### DATASET
┌──
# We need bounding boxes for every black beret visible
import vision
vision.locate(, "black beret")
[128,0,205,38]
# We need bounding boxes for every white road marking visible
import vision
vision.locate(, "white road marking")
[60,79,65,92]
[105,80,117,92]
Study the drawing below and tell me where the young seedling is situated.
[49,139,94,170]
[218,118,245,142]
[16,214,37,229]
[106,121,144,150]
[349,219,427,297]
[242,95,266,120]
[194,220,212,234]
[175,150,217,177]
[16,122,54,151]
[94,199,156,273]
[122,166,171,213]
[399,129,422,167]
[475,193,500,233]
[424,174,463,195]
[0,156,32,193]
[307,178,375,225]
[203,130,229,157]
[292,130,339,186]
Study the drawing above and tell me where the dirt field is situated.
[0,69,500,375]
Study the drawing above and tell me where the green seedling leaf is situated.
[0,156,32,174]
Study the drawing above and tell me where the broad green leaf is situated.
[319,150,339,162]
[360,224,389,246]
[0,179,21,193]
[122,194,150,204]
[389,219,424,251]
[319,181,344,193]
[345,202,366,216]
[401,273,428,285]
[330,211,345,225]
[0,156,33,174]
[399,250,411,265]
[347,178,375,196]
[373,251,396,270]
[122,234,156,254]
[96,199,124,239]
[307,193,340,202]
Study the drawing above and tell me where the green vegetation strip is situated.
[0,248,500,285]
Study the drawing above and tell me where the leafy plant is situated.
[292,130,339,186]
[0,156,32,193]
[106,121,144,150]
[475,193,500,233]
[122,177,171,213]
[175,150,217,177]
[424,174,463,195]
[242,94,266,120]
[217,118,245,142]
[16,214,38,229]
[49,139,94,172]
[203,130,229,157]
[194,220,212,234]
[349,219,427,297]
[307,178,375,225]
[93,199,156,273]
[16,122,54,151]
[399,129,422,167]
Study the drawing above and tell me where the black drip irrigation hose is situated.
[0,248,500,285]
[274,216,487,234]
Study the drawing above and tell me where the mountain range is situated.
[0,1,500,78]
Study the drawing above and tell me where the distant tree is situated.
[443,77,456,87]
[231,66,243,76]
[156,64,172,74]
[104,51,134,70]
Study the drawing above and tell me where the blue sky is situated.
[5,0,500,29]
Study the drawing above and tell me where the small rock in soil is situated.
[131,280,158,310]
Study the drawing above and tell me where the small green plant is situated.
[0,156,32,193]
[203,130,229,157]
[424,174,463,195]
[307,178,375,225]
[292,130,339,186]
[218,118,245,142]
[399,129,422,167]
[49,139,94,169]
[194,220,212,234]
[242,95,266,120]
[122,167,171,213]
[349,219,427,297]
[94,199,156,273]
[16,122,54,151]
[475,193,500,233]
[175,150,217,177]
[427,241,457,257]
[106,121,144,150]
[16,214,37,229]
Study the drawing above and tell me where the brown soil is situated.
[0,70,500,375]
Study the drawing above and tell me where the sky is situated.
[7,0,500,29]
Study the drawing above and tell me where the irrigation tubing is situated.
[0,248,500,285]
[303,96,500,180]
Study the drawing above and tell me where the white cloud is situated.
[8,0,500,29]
└──
### TASK TO COMPLETE
Put the records, from the start through the line containing "[0,156,32,174]", into a two-column CSV headed text and answer, one row per record, with each value in its own quoted field and line breaks replaced by spaces.

### TASK RESPONSE
text,answer
"# We need bounding boxes for every black beret visible import vision vision.locate(, ""black beret"")","[128,0,205,38]"
"# We need bounding boxes for every white road marking visible import vision vision.locate(, ""white road marking"")","[60,79,65,92] [105,80,117,92]"
"Study the drawing below and tell me where the young seedling is situated.","[49,139,94,170] [218,118,245,142] [16,214,37,229] [106,121,144,150] [349,219,427,297] [242,95,266,120] [194,220,212,234] [175,150,217,177] [16,122,54,151] [94,199,156,273] [122,166,171,213] [399,129,422,167] [475,193,500,233] [424,174,463,195] [0,156,32,193] [307,178,375,225] [203,130,229,157] [292,130,339,186]"
"Study the drawing above and tell me where the dirt field is situated.","[0,69,500,375]"
"Study the drawing above and tell me where the green seedling leaf is situated.","[0,156,32,174]"